Re 2 - Annual Report 2023

The Annual Report for 2023 contains the Annual Accounts 2023, the report from the Management Board and the report from the Supervisory Board regarding the financial year 2023. The General Meeting of shareholders of the Company (the "General Meeting") is invited to discuss the Annual Report for the financial year 2023.

In line with the legal requirements governing securities listed on the Frankfurt Stock Exchange and the Dutch law applicable to the Company, the agenda and related explanatory comments, the annual financial statements and the 2023 Annual Report have been deposited at the Company's premises (Frankenstrasse 150C, 90461 Nürnberg, Germany). These documents can also be viewed at the Company's website at http://www.adpeppergroup.com.

Re 3 -Advisory Vote on the Remuneration Report 2023

In accordance with section 2:135b(2) of the Dutch Civil Code, the remuneration report for the financial year 2023 will be discussed and put to an advisory vote.

Re 4 - Explanation of the corporate governance structure of the Company and compliance with the 2022 Dutch Corporate Governance Code (discussion item)

:::::

BRIEF.
Copy the meeting agenda notes from "In accordance with" to "an advisory vote." word for word.

RECORDS SHOWN.
:::::

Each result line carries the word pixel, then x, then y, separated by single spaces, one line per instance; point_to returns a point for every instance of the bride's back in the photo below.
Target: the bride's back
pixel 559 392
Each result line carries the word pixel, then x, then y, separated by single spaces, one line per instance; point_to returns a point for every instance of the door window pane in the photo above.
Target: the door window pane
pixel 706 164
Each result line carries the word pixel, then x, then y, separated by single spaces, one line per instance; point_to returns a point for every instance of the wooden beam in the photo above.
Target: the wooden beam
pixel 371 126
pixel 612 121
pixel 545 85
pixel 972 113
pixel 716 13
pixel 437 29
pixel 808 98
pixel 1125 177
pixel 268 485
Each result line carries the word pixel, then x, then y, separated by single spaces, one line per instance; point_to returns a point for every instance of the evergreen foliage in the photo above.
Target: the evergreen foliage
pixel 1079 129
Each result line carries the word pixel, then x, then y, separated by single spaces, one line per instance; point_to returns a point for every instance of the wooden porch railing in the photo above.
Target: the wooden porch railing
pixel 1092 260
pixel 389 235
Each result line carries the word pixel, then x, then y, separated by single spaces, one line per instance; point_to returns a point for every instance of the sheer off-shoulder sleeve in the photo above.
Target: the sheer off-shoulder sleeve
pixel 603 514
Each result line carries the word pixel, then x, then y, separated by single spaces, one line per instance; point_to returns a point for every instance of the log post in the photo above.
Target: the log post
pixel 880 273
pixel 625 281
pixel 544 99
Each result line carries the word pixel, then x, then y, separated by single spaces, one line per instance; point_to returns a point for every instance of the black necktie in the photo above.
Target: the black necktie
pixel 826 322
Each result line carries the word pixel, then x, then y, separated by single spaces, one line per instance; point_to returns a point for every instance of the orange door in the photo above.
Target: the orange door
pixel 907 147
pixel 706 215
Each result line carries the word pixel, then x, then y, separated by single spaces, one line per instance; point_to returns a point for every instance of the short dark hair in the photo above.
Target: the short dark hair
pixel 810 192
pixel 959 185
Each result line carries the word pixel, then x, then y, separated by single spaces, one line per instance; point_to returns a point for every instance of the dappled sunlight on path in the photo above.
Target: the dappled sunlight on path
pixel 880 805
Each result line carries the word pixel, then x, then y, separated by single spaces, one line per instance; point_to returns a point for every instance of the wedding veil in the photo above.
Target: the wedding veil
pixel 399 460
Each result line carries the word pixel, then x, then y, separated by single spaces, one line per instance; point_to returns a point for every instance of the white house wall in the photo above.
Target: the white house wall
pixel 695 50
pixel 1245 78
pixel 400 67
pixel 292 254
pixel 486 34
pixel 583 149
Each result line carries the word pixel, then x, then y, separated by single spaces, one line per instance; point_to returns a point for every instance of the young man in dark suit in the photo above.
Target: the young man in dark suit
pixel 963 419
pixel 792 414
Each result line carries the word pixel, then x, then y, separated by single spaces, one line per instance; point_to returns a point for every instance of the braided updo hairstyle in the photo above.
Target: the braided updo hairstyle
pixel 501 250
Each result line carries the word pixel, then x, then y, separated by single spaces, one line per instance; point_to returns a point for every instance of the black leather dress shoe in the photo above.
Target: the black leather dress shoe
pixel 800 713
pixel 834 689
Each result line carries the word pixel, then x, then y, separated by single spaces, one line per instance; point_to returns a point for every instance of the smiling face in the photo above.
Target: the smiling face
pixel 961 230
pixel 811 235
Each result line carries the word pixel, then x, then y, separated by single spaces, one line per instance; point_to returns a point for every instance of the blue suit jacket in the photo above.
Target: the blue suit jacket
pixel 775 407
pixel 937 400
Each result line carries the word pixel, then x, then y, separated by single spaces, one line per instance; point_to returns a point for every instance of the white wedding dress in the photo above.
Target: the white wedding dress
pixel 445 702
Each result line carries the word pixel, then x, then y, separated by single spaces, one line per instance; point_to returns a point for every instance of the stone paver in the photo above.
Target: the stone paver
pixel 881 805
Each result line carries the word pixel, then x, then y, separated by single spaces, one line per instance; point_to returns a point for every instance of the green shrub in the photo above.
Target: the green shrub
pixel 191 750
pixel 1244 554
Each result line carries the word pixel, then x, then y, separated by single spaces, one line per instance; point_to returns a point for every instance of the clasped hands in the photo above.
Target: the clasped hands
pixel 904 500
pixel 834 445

:::::

SOLUTION TO THE PROBLEM.
In accordance with section 2:135b(2) of the Dutch Civil Code, the remuneration report for the financial year 2023 will be discussed and put to an advisory vote.